━━━ Supplied text

Asterisk denotes entries on real places.
La Vallee is a physical symbol of the domestic virtues practiced by the St. Aubert family. Its ideal character as a pastoral retreat is emphasized by its contrast with the adjoining estate, which St. Aubert sold to Monsieur Quesnel to settle his father’s debts. Quesnel prefers the city life of Paris to life in the country, and his proposed extravagant renovations, which will entail destroying the natural beauty of the grounds and planting foliage incongruously out of step with the setting, affirm the insensitivity of those not attuned to nature.
For Emily St. Aubert, La Vallee is a reservoir for memories of the last happy days spent with her family. The château symbolizes an innocence that is threatened when her guardian, the villainous Count Montoni, schemes to sell it and pay off his debts.
*Languedoc (lang-gah-DAHK). Mostly wild region in southern France, favored by St. Aubert and Emily. Its vivid colors and breathtaking vistas give rise to spiritual thoughts and veneration of the Great Creator by those sensitive to its sublime beauty. Throughout the novel, Radcliffe contrasts the wholesomeness of this natural world with the artifice of the city and human-made dwellings, most notably the castle Udolpho. Places that look upon the landscape, such as La Vallee and the Château-le-Blanc, are portrayed as serene and free. People who prefer the city to its natural splendor are depicted as insincere and superficial. In this setting Emily enjoys her final moments with her father and meets Valancourt, who proves to be her savior.

━━━━━━
━━━ Data for review

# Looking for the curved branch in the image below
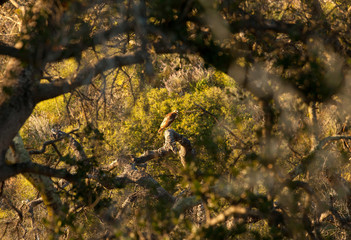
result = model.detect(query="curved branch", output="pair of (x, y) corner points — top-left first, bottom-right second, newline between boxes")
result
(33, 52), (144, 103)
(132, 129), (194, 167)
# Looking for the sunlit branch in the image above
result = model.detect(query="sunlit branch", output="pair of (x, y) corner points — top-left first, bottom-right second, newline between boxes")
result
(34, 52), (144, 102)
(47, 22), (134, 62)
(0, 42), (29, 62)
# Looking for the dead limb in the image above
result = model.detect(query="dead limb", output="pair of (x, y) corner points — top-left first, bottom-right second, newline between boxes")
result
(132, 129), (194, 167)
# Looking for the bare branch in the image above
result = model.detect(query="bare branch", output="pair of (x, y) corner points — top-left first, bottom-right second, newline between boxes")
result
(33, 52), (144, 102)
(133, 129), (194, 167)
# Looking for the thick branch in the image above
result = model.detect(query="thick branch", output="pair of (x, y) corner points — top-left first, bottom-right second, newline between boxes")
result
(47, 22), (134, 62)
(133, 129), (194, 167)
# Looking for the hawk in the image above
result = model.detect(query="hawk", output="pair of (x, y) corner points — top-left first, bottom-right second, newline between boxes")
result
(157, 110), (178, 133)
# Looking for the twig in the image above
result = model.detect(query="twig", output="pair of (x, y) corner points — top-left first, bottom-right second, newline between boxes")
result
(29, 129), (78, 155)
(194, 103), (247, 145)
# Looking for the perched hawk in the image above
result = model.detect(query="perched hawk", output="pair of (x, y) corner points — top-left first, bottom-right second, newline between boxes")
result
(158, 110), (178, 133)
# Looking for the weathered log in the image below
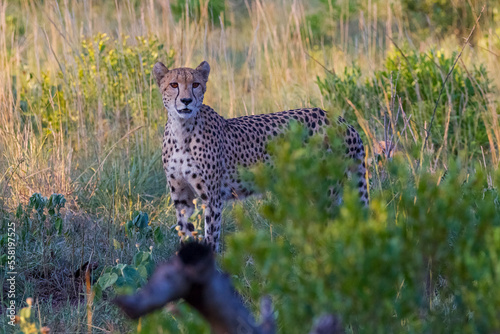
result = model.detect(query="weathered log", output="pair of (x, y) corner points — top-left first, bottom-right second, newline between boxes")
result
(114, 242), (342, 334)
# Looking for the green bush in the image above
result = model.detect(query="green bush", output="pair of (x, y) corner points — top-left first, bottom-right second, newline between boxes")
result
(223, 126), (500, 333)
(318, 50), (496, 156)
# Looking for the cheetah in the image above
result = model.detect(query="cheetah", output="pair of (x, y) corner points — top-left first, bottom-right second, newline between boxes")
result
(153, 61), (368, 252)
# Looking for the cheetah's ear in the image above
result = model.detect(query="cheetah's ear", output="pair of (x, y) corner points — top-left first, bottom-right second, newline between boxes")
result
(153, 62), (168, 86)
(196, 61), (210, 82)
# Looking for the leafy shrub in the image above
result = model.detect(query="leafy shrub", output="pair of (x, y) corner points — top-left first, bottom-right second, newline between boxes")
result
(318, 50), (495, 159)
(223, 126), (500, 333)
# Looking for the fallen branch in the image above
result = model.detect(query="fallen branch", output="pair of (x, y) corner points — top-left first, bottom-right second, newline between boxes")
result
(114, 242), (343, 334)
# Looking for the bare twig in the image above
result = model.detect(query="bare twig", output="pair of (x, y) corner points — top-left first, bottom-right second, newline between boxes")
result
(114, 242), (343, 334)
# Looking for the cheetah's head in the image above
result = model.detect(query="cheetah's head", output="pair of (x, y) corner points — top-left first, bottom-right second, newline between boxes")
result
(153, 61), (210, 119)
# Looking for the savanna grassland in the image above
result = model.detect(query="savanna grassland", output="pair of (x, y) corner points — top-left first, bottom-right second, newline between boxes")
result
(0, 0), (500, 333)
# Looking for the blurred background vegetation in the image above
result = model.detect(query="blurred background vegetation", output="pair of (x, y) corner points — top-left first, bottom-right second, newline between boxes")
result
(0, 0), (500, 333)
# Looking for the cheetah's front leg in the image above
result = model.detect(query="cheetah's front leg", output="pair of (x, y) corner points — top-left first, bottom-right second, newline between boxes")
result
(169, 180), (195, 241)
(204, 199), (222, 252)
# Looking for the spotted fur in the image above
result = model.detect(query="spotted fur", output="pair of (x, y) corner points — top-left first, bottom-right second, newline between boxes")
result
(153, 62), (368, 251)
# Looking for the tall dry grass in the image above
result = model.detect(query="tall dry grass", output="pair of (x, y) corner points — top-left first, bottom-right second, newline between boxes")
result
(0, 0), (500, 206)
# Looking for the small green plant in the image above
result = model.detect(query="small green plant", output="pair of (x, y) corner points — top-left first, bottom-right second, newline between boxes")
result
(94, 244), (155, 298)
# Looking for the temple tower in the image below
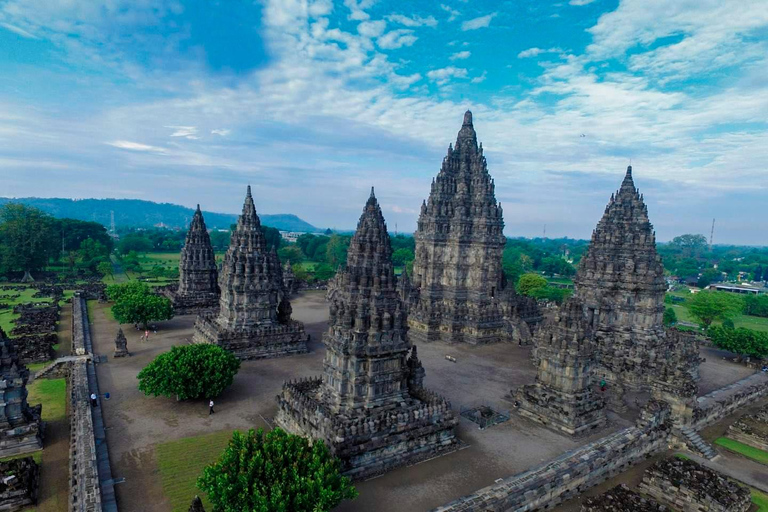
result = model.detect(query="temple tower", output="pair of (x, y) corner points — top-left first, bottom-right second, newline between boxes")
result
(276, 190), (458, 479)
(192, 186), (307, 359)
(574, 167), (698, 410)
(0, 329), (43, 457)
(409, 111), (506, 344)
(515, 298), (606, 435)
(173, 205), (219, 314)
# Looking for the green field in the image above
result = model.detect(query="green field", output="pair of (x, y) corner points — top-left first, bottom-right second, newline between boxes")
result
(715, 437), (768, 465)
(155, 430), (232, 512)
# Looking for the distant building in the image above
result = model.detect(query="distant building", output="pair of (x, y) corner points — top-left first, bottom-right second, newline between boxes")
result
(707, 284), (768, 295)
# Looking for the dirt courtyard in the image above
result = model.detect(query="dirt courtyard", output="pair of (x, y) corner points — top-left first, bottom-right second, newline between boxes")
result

━━━━━━

In the text on the novel's settings, to whom did St. Aubert sell the estate adjoining La Vallee?

* _Result_:
Monsieur Quesnel.